::: TASK MATERIAL

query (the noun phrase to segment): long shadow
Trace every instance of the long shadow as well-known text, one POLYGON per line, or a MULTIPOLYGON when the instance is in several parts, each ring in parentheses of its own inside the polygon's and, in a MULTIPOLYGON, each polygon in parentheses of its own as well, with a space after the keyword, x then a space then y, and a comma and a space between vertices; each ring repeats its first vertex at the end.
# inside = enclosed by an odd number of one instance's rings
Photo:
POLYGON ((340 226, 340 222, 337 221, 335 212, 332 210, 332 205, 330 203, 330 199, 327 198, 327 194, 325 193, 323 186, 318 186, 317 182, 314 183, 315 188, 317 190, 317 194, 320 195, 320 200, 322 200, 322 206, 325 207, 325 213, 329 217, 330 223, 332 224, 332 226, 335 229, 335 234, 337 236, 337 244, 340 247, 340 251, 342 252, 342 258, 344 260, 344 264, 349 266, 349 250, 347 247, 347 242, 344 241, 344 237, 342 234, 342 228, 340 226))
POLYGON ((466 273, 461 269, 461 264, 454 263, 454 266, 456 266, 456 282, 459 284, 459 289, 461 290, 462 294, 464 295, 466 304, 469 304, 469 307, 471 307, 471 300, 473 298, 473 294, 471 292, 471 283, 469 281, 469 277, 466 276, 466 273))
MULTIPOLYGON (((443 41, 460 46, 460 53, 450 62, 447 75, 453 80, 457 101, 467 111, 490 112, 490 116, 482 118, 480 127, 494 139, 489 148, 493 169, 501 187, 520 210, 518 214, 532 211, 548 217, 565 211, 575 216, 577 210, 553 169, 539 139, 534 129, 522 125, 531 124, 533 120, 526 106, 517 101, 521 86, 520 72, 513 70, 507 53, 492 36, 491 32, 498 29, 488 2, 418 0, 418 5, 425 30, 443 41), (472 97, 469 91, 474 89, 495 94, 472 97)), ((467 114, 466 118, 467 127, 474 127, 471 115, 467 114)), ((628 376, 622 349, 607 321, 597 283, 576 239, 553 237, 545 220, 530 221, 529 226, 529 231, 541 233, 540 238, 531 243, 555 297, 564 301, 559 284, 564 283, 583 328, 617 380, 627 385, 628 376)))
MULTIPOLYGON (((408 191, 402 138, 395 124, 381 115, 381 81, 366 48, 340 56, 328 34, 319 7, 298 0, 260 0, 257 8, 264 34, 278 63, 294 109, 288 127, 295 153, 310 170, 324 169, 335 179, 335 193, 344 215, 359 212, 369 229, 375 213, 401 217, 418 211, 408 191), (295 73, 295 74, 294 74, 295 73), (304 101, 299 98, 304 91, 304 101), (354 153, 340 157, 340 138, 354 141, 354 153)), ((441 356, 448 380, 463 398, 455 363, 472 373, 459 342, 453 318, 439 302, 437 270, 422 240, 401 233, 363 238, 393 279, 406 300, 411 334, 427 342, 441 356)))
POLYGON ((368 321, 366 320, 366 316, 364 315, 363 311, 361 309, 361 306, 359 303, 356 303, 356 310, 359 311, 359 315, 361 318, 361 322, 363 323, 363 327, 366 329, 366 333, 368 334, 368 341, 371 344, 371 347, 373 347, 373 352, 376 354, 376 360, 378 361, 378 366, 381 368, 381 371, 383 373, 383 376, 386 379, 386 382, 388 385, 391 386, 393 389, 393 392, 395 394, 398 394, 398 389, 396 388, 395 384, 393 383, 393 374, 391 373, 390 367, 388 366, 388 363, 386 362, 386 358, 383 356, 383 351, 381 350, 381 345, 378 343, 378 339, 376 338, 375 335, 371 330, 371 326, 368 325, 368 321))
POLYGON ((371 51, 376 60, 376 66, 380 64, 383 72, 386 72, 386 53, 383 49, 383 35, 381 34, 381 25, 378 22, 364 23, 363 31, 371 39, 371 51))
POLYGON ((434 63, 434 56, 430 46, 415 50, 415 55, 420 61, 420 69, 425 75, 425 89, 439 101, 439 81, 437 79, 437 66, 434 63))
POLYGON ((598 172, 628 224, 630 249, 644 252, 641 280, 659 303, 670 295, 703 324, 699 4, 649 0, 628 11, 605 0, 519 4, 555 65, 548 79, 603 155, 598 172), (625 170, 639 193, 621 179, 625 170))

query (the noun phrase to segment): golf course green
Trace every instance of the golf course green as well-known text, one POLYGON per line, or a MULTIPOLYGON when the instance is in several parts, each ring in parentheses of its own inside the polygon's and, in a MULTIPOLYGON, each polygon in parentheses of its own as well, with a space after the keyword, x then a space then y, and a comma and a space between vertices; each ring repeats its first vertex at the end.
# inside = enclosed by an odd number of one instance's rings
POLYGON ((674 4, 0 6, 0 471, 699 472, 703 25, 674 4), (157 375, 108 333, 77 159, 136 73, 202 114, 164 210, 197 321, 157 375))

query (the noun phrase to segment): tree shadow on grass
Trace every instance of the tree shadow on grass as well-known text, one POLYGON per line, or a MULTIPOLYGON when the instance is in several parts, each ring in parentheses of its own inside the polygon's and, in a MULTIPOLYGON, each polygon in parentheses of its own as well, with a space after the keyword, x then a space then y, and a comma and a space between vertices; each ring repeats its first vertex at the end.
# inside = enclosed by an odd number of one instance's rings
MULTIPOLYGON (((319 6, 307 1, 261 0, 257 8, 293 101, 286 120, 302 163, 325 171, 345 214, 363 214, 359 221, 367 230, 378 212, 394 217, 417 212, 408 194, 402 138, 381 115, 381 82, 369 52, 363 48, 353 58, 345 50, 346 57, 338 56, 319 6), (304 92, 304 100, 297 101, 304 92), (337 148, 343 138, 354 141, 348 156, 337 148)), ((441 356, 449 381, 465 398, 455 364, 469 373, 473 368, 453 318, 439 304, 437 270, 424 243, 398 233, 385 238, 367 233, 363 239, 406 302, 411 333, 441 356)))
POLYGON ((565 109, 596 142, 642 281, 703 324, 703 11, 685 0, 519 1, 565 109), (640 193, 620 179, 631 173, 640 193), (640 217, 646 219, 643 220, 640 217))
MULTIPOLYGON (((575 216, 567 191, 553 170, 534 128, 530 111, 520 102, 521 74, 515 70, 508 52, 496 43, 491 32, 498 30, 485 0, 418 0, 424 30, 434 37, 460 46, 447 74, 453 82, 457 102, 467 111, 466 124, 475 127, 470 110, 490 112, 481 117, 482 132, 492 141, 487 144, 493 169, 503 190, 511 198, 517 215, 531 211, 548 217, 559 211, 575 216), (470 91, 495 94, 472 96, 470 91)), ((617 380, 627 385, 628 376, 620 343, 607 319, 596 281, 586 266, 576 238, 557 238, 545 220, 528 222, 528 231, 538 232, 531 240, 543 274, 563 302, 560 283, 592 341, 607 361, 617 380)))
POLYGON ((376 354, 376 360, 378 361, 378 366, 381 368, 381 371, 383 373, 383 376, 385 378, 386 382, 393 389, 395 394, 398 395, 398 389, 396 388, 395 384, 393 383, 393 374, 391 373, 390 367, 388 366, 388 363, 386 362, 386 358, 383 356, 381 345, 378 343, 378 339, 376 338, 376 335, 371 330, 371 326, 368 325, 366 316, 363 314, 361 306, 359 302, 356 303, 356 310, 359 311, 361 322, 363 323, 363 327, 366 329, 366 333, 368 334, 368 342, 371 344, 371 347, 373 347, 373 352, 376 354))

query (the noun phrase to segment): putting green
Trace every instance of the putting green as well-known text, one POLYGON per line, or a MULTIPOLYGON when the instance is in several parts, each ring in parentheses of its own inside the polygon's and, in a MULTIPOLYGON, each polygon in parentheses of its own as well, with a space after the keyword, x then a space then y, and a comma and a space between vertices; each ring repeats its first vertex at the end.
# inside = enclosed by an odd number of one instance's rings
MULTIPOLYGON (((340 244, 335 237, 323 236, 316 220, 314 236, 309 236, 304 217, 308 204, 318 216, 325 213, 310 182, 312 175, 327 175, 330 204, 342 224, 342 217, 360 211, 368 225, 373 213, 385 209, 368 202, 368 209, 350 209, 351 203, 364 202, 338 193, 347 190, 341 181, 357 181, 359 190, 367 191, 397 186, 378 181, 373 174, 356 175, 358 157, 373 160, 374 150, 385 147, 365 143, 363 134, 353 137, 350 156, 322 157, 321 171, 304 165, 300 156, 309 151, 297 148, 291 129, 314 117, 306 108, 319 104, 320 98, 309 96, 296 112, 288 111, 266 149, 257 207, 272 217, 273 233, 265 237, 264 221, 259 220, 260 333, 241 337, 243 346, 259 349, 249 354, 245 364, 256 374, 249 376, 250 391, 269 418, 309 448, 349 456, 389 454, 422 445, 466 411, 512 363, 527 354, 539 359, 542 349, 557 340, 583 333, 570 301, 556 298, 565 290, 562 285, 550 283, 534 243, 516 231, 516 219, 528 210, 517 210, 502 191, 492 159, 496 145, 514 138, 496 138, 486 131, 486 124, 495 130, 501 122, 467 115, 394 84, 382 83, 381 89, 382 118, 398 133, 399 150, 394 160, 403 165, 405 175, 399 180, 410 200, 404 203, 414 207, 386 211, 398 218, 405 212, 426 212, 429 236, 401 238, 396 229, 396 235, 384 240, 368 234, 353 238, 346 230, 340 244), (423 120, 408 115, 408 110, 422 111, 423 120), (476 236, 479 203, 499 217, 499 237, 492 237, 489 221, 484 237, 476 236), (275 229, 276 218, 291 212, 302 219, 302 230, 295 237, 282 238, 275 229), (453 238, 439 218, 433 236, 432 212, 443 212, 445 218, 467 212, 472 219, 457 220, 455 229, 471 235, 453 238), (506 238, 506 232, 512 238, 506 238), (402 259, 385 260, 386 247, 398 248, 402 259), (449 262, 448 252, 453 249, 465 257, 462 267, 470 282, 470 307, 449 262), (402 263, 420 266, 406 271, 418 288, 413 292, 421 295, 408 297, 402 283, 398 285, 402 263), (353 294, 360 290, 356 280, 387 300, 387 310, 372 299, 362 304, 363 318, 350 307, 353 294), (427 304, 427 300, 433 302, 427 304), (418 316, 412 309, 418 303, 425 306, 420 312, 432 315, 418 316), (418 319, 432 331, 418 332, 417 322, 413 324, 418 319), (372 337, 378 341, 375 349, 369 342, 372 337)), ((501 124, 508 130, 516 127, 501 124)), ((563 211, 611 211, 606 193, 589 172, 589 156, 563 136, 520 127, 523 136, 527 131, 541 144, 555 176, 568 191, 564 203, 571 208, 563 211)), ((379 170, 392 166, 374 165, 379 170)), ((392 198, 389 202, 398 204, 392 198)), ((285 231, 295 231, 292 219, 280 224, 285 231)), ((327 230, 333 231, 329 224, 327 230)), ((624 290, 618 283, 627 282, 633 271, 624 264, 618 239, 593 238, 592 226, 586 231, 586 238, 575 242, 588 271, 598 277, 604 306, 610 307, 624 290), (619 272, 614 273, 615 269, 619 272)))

::::::

**STATED EXERCISE**
Rewrite everything from the line containing "query (the noun phrase to segment): tree" down to the line containing "POLYGON ((376 354, 376", swapping "shadow" for "shade" and keeping all else unchanged.

**RESULT OF THE TASK**
query (the noun phrase to segment): tree shade on grass
Trace every instance of the tree shade on grass as well-known text, one POLYGON per line, or a MULTIPOLYGON when the instance is in several parts, each ring in parentheses of its own inside the polygon's and, in a MULTIPOLYGON, each polygon in parentheses of its own as well, with a space after the keyword, x then a space then y, and a comma and a space between vertices; each ring repeats its first vertex at the end.
# inside = enclosed by an odd number of one instance's rings
MULTIPOLYGON (((319 6, 307 1, 261 0, 257 8, 293 101, 286 120, 302 163, 325 171, 345 214, 363 214, 359 221, 367 230, 378 212, 394 217, 417 212, 408 194, 402 138, 381 115, 381 82, 369 52, 363 48, 353 58, 345 50, 346 57, 338 56, 319 6), (304 92, 304 100, 297 101, 304 92), (337 148, 343 138, 354 141, 348 156, 337 148)), ((441 356, 449 381, 465 398, 455 364, 469 373, 473 368, 453 318, 439 304, 437 270, 424 243, 398 233, 385 238, 367 233, 363 239, 406 302, 411 333, 441 356)))
POLYGON ((565 109, 596 142, 642 281, 703 324, 703 11, 685 0, 519 1, 565 109), (640 193, 620 179, 631 173, 640 193), (640 217, 646 219, 643 220, 640 217))
MULTIPOLYGON (((575 216, 567 191, 553 170, 534 128, 530 111, 520 102, 521 74, 515 70, 508 52, 496 43, 491 32, 498 30, 485 0, 418 0, 424 30, 434 37, 460 46, 447 74, 453 82, 457 102, 467 111, 466 124, 475 127, 470 110, 490 112, 481 117, 482 132, 492 141, 487 144, 493 169, 503 190, 511 198, 517 215, 531 211, 548 217, 559 211, 575 216), (470 91, 495 94, 472 96, 470 91)), ((617 380, 627 385, 628 376, 620 343, 607 319, 596 281, 586 266, 576 238, 557 238, 545 220, 528 222, 528 231, 538 232, 531 240, 543 274, 563 302, 560 283, 592 341, 607 361, 617 380)))
POLYGON ((376 354, 376 360, 378 361, 378 366, 381 368, 381 371, 383 373, 383 376, 385 378, 386 382, 393 389, 395 394, 398 395, 398 389, 396 388, 395 384, 393 383, 393 374, 391 373, 390 367, 388 366, 388 363, 386 362, 386 358, 383 356, 381 345, 378 343, 378 339, 376 338, 376 335, 371 330, 371 326, 368 325, 366 316, 363 314, 361 306, 359 302, 356 303, 356 310, 359 311, 361 322, 363 323, 363 327, 366 329, 366 333, 368 334, 368 342, 371 344, 371 347, 373 347, 373 352, 376 354))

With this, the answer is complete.